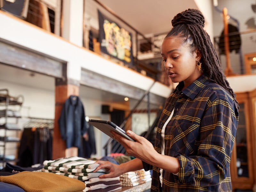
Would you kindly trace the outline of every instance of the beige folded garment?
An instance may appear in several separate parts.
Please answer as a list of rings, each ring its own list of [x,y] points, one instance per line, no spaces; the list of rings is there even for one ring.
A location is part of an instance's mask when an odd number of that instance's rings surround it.
[[[13,184],[29,192],[82,191],[85,183],[77,180],[51,173],[23,171],[0,176],[0,181]]]

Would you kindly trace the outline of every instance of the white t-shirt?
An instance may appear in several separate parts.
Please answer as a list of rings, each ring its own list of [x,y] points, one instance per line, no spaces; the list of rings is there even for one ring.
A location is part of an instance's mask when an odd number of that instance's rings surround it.
[[[168,119],[164,123],[164,126],[163,126],[163,129],[162,131],[161,132],[161,154],[162,155],[164,155],[164,131],[165,130],[165,127],[169,121],[171,120],[171,118],[172,116],[173,115],[173,110],[172,111],[172,113],[169,116]],[[159,177],[160,180],[160,182],[161,183],[161,186],[162,187],[163,185],[163,169],[160,169],[160,176]]]

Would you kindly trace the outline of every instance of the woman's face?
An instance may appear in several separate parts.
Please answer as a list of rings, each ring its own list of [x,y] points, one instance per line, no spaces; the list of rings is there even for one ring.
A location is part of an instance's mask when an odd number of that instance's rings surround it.
[[[173,83],[184,81],[184,88],[191,84],[203,74],[196,67],[201,54],[198,50],[191,52],[189,45],[182,44],[183,39],[171,36],[164,40],[161,54],[164,68]]]

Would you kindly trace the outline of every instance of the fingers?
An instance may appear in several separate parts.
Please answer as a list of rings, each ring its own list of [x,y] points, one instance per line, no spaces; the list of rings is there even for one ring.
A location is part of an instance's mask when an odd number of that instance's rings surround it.
[[[99,176],[99,178],[100,179],[104,179],[105,178],[111,178],[112,177],[116,177],[116,176],[114,175],[113,173],[110,172],[109,173],[107,173],[106,174],[101,175]]]
[[[138,140],[140,140],[140,138],[141,137],[140,136],[139,136],[138,135],[135,134],[134,132],[133,132],[130,130],[127,131],[126,133],[128,135],[133,139],[135,141]]]
[[[109,169],[110,167],[110,165],[109,165],[109,163],[111,163],[108,161],[97,161],[94,163],[99,164],[100,164],[100,165],[98,166],[93,172],[96,172],[96,171],[103,168],[106,168],[106,169]]]

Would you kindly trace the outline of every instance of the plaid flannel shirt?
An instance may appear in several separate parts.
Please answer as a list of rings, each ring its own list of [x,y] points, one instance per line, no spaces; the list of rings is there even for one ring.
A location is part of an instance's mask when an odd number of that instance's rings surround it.
[[[178,175],[143,162],[153,169],[151,190],[164,191],[231,191],[229,164],[237,126],[238,106],[223,87],[202,75],[181,91],[180,83],[168,99],[156,131],[155,150],[161,153],[161,131],[165,128],[164,153],[177,157]]]

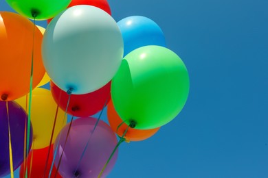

########

Rewrite the entries above, changing every "Would you kindly trace" to "Could you trace" and leaving everything else as it is. Omit the pictures from your answer.

Could you trace the outline of every instance of the beige folded garment?
An instance may appear in several separate parts.
Please answer as a list of rings, each ring its own list of [x,y] points, one instance per line, no spaces; the list of rings is there even for one ring.
A location is part of an instance's mask when an odd number of that instance's rings surround it.
[[[13,184],[29,192],[82,191],[85,183],[77,180],[51,173],[23,171],[0,176],[0,181]]]

Could you trace the outline of every instance of the white t-shirt?
An instance may appear in several separate parts.
Please answer as a list of rings, each ring its own list of [x,y] points, one instance per line, no spaces; the list of rings is there even for one ring.
A location is part of an instance's mask when an odd number of that instance's rings surround it.
[[[168,119],[164,123],[164,126],[163,126],[163,129],[162,131],[161,132],[161,154],[162,155],[164,155],[164,131],[165,130],[165,127],[169,121],[171,120],[171,118],[172,116],[173,115],[173,110],[172,111],[172,113],[169,116]],[[159,177],[160,180],[160,182],[161,183],[161,186],[162,187],[163,185],[163,169],[160,169],[160,176]]]

Could you trace the outline of every instance of the woman's face?
An instance may appear in several separate parts.
Please answer as a list of rings, each ring its own list of [x,y] points, one instance per line, no spaces; the list of rings is there even for one ring.
A location is part of an instance's mask when an odd number of that instance's rings surround it.
[[[173,83],[184,81],[184,88],[191,84],[203,74],[196,67],[201,54],[198,50],[191,52],[189,45],[182,44],[183,39],[171,36],[164,40],[161,54],[164,68]]]

Could you trace the outline of every instance of the fingers?
An instance may appear in several separate parts.
Please answer as a list of rings, each ring its own list of [x,y] points, one instance per line, no spaces; the list of rings is there even for one ring.
A location is part of an instance's mask when an odd number of that instance's rings surround it.
[[[99,176],[99,178],[100,179],[104,179],[105,178],[111,178],[112,177],[116,177],[116,176],[114,175],[113,173],[110,172],[109,173],[107,173],[106,174],[101,175]]]
[[[138,140],[140,140],[140,138],[141,137],[140,136],[139,136],[138,135],[135,134],[134,132],[133,132],[130,130],[127,131],[126,133],[128,135],[133,139],[135,141]]]
[[[109,169],[110,167],[110,165],[109,165],[109,163],[111,163],[108,161],[97,161],[94,163],[99,164],[100,164],[100,165],[98,166],[93,172],[96,172],[96,171],[103,168],[106,168],[106,169]]]

Could you trace the outline of every instance of the plaid flannel shirt?
An instance may appear in several separate parts.
Please answer as a list of rings, each ring its own list of [x,y] points, one instance per line, no spaces; the list of rings is there even for one ring.
A location is part of an instance's mask when an odd number of that instance's rings surround it.
[[[178,175],[143,162],[153,169],[151,190],[164,191],[231,191],[229,164],[237,126],[238,106],[223,87],[202,75],[181,91],[180,83],[168,99],[156,131],[155,150],[161,153],[161,131],[165,128],[164,153],[177,157]]]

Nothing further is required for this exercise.